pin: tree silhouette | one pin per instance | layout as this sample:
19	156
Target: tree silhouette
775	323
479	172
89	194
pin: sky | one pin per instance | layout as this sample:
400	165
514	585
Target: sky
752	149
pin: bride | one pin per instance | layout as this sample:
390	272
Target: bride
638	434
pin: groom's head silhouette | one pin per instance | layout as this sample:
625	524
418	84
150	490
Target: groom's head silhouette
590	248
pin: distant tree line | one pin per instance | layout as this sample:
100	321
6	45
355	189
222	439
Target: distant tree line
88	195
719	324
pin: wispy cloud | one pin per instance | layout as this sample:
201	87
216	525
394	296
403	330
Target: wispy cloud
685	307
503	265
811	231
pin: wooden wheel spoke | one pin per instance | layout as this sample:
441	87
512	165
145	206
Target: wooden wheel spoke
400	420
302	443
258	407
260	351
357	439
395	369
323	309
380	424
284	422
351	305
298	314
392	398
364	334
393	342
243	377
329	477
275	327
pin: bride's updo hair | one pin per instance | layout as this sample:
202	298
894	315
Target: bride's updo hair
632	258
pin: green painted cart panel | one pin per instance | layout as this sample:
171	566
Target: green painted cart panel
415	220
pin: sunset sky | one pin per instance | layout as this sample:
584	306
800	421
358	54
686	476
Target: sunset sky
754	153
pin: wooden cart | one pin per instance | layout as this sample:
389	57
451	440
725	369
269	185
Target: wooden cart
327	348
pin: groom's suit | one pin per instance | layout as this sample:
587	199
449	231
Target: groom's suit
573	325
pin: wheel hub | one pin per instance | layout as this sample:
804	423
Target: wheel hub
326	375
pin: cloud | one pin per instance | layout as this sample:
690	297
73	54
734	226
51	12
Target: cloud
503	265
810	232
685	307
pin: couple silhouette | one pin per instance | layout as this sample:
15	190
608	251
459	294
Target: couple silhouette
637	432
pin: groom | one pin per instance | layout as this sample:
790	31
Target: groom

····················

== EXERCISE DIRECTIONS ==
Everything from the line that contains "pin: groom's suit" through the end of the records must be duplicated exactly, and nothing outside that range.

== FINISHED EXERCISE ==
pin: groom's suit | one pin per instance | layout as this sample:
587	199
449	231
Target: groom's suit
573	325
pin: wheel hub | one pin per instance | layout as this sample:
804	423
Target: wheel hub
326	375
pin: cloud | one pin per instance | layout as this sample:
690	297
73	54
734	226
51	12
Target: cloud
503	265
810	232
685	307
pin: couple silhouette | one pin per instance | layout as this sample:
15	190
608	251
459	294
Target: couple silhouette
637	432
pin: groom | one pin per instance | layout as this sample:
790	31
Target: groom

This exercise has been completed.